EXTRACTED TEXT ::
--- start ---
Skip to content
Prev 2895 / 12125 Next

[R-pkg-devel] Determine subset from glm object

On 08/07/2018 11:48 AM, Charles Geyer wrote:
You don't want the "as.integer".  If the dataframe had rownames to start 
with, the x component of the fit will have row labels consisting of 
those labels, so as.integer may fail.  Even if it doesn't, the rownames 
aren't necessarily sequential integers.   You can index the dataframe by 
the character versions of the default numbers, so simply
rownames(gout$x) should always work.

More generally, I'm not sure your question is well posed.  What do you 
mean by "the subsetting"?  If you have something like

df <- data.frame(letters, x = 1:26, y = rbinom(26, 1, 0.5))

df1 <- subset(df, letters > "b" & letters < "y")

gout <- glm(y ~ x, data = df1, subset = letters < "q", x = TRUE)
--- end ---
DATA EXCERPTS ::
--- start ---
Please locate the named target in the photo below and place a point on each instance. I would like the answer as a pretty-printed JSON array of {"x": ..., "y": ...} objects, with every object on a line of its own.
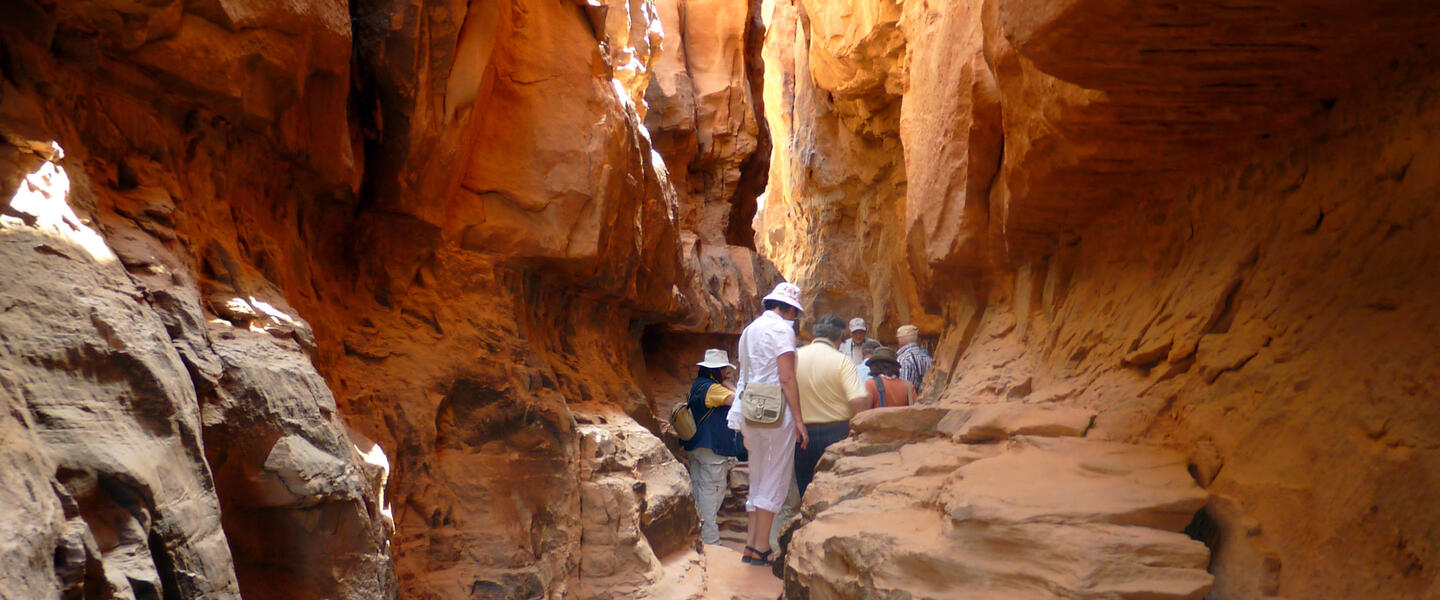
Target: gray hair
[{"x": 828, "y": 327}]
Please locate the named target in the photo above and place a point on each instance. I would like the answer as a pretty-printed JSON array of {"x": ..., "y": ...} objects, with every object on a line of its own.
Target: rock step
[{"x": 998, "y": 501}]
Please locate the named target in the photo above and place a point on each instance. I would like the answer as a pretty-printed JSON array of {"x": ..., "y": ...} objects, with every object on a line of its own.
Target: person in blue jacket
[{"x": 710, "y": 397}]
--- end ---
--- start ---
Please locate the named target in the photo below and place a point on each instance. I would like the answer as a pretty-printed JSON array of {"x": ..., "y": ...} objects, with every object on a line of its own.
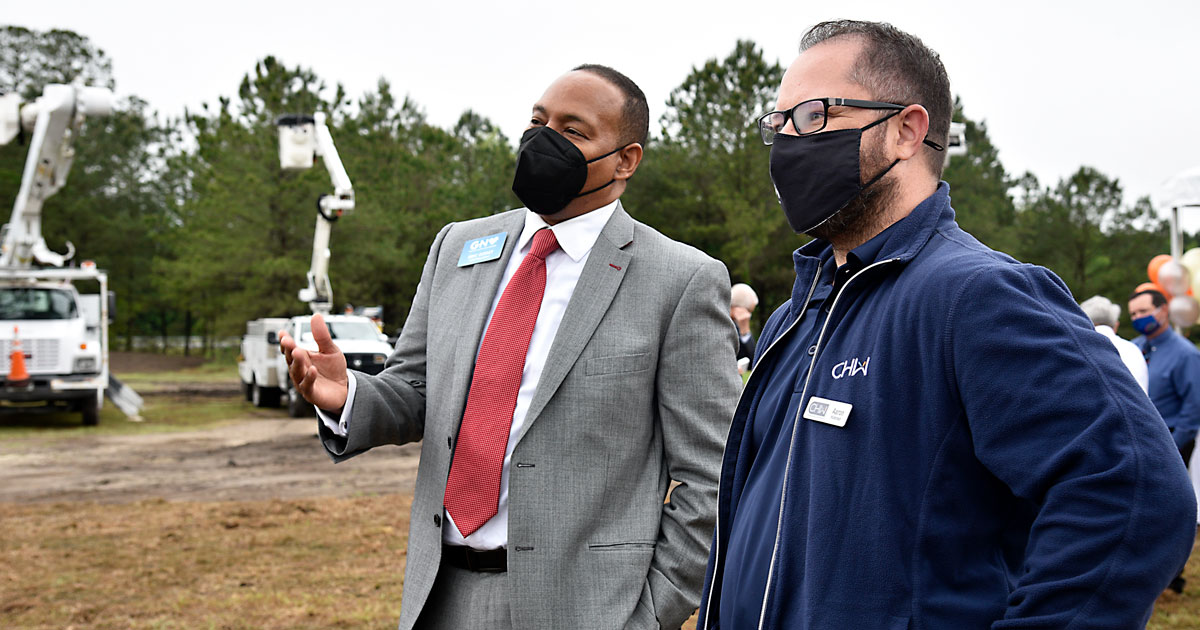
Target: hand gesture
--- end ---
SET PROBLEM 1 ::
Using the reply about determining the subset from a glm object, decide whether each statement agrees with it: (a) the writer recommends keeping "as.integer"; (b) the rownames of a dataframe are always sequential integers; (c) a dataframe can be indexed by the character versions of the default numbers. Answer yes or no for each and quote the deciding words.
SET PROBLEM 2 ::
In the reply about determining the subset from a glm object, why does the writer advise against using "as.integer"? Answer in one to three sentences.
SET PROBLEM 3 ::
Go on with the reply about determining the subset from a glm object, starting after its last line of code.

EXERCISE ANSWER 1 ::
(a) No: "You don't want the "as.integer"."
(b) No: "the rownames aren't necessarily sequential integers."
(c) Yes: "You can index the dataframe by the character versions of the default numbers"

EXERCISE ANSWER 2 ::
If the dataframe started with rownames, the x component of the fit will carry those labels as its row labels, so "as.integer" may fail. Even if it doesn't fail, the rownames aren't necessarily sequential integers. Since the dataframe can be indexed by the character versions of the default numbers, rownames(gout$x) alone should always work.

EXERCISE ANSWER 3 ::
the rownames(gout$x) are going to be numbers for rows of df, because df1 
will get a subset of those as row labels.
You should be able to evaluate the subset expression in the environment 
of the formula, i.e.

eval(gout$call$subset, envir = environment(gout$formula))

This may give incorrect results if the variables used in subsetting 
aren't in the dataframe and have changed since glm() was called.
I would trust evaluating the subset more than grabbing row labels from 
gout$x, but I don't know for sure it is likely to be more robust.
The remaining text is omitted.